Retype the listing below, keeping every line the same.

▼▼▼

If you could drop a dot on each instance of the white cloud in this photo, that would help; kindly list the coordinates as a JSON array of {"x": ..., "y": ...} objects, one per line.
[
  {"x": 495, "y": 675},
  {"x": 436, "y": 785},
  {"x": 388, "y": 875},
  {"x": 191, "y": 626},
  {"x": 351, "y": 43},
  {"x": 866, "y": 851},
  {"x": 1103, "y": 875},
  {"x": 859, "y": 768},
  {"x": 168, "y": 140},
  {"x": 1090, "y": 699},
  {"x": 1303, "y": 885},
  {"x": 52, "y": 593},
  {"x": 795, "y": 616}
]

▲▲▲

▶ **Result**:
If you could drop a dot on each instance of the white cloud in this photo, that would help; kindly list the coordinates as a JSON array of {"x": ..., "y": ...} objects, one per line.
[
  {"x": 495, "y": 675},
  {"x": 436, "y": 785},
  {"x": 388, "y": 875},
  {"x": 191, "y": 626},
  {"x": 351, "y": 43},
  {"x": 866, "y": 851},
  {"x": 1103, "y": 875},
  {"x": 859, "y": 768},
  {"x": 168, "y": 140},
  {"x": 1090, "y": 699},
  {"x": 1303, "y": 885},
  {"x": 52, "y": 593},
  {"x": 795, "y": 616}
]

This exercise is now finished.